Reproduce word for word the passage of the Ohio appeals court opinion below that begins with the words "Criminal Appeal from" and ends with "Attorney for Plaintiff-Appellee.".

◆ **Selected excerpt**
........

Court of Appeals of Ohio, Second District, Montgomery County
Sep 25, 2009
2009 Ohio 5049 (Ohio Ct. App. 2009)

Opinion

No. 23291.

Rendered on September 25, 2009.

Criminal Appeal from Common Pleas Court, Trial Court Case Nos. 1995-CR-1860, 1996-CR-1699, 2000-CR-0280.

Mathias H. Heck, Jr., by Carley J. Ingram, Atty. Reg. #0020084, Attorney for Plaintiff-Appellee.

Mark Thornton, #44257-061, Defendant-Appellant, pro se.


OPINION


{¶ 1} Mark Thornton, Jr., appeals from the trial court's refusal to grant his request to obtain a copy of certain public records. Thornton was convicted in 1995 of possession of cocaine (1995-CR-01860), in 1996 of possession of cocaine (1996-CR-01699), and in 2000 of possession of cocaine (2000-CR-00280). After serving a prison sentence in Ohio, Thornton is presently incarcerated in a federal prison in Kentucky.

{¶ 2} Thornton asked the court, pursuant to R.C. 149.43(B)(4) for permission to receive a copy of the arrest affidavit, the plea agreements, and the sentencing hearing transcripts in the three cases in which he was convicted in Montgomery County. Thornton stated he was prepared to pay the clerk of courts any costs of copying and forwarding such records to him.

{¶ 3} The State requested that the trial court overrule Thornton's motion because he made no claim that these public records were necessary to advance a colorable claim. The trial court overruled Thornton's motion summarily.

{¶ 4} Thornton argues that the trial court's order denies him his United States Fifth and Sixth Amendments right to due process and that these records are public records which have not been ordered sealed. He contends he is preparing to challenge his convictions because he was denied the effective assistance of counsel and was the victim of prosecutorial misconduct.

{¶ 5} The State argues that we should affirm the trial court's order because Thornton was required to file a mandamus petition, not an appeal to compel compliance with R.C. 149.43 and, in any event, he failed to advance a colorable claim for which the records were necessary to support, citing State ex rel Russell v. Thornton, 111 Ohio St.3d 409, 2006-Ohio-5858.

{¶ 6} R.C. 149.43(B)(4) provides in part:

{¶ 7} "A public office or person responsible for public records is not required to permit a person who is incarcerated pursuant to a criminal conviction * * * to obtain a copy of any public record concerning a criminal investigation or prosecution * * *, unless the request to inspect or to obtain a copy of the record is for the purpose of acquiring information that is subject to release as a public record under this section and the judge who imposed the sentence or made the adjudication with respect to the person, or the judge's successor in office, finds that the information sought in the public record is necessary to support what appears to be a justiciable claim of the person." (Emphasis added.)

........

◆ **Supplied data**
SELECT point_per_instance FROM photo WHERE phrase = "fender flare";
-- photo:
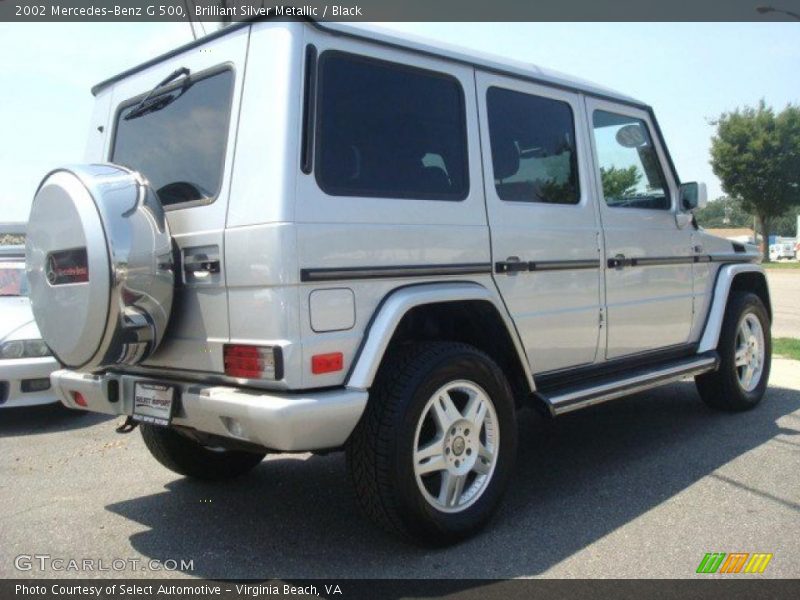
(395, 306)
(716, 313)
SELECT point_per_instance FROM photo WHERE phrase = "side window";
(629, 168)
(533, 148)
(386, 130)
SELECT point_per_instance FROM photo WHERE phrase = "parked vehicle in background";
(25, 360)
(411, 244)
(781, 251)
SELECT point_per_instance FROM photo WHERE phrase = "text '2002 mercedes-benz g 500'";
(295, 236)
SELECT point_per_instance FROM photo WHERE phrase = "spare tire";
(100, 266)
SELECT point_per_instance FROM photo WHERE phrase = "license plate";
(152, 403)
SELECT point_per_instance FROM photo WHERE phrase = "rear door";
(544, 227)
(648, 250)
(184, 147)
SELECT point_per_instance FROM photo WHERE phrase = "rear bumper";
(17, 374)
(286, 422)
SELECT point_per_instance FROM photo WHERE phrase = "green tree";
(723, 212)
(756, 155)
(618, 183)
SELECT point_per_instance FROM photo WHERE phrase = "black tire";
(187, 457)
(721, 389)
(381, 449)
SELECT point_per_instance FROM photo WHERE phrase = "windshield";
(178, 144)
(13, 281)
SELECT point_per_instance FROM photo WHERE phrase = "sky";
(689, 72)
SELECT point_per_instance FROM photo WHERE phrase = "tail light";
(253, 362)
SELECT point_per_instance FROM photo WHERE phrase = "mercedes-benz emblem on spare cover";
(51, 272)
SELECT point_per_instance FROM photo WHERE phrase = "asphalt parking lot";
(640, 487)
(784, 288)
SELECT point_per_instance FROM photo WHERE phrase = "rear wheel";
(434, 451)
(187, 457)
(745, 350)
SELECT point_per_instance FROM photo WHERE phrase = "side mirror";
(693, 196)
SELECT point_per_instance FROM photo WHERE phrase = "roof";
(12, 252)
(13, 228)
(489, 62)
(731, 232)
(412, 43)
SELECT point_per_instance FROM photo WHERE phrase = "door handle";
(618, 262)
(511, 265)
(202, 266)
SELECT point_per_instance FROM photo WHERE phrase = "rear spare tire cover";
(100, 266)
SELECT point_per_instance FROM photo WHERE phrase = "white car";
(25, 360)
(781, 250)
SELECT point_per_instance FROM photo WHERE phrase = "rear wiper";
(147, 105)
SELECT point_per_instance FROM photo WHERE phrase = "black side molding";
(394, 271)
(545, 265)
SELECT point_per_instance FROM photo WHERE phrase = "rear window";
(178, 140)
(533, 148)
(387, 130)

........

◆ **Exercise response**
Criminal Appeal from Common Pleas Court, Trial Court Case Nos. 1995-CR-1860, 1996-CR-1699, 2000-CR-0280.

Mathias H. Heck, Jr., by Carley J. Ingram, Atty. Reg. #0020084, Attorney for Plaintiff-Appellee.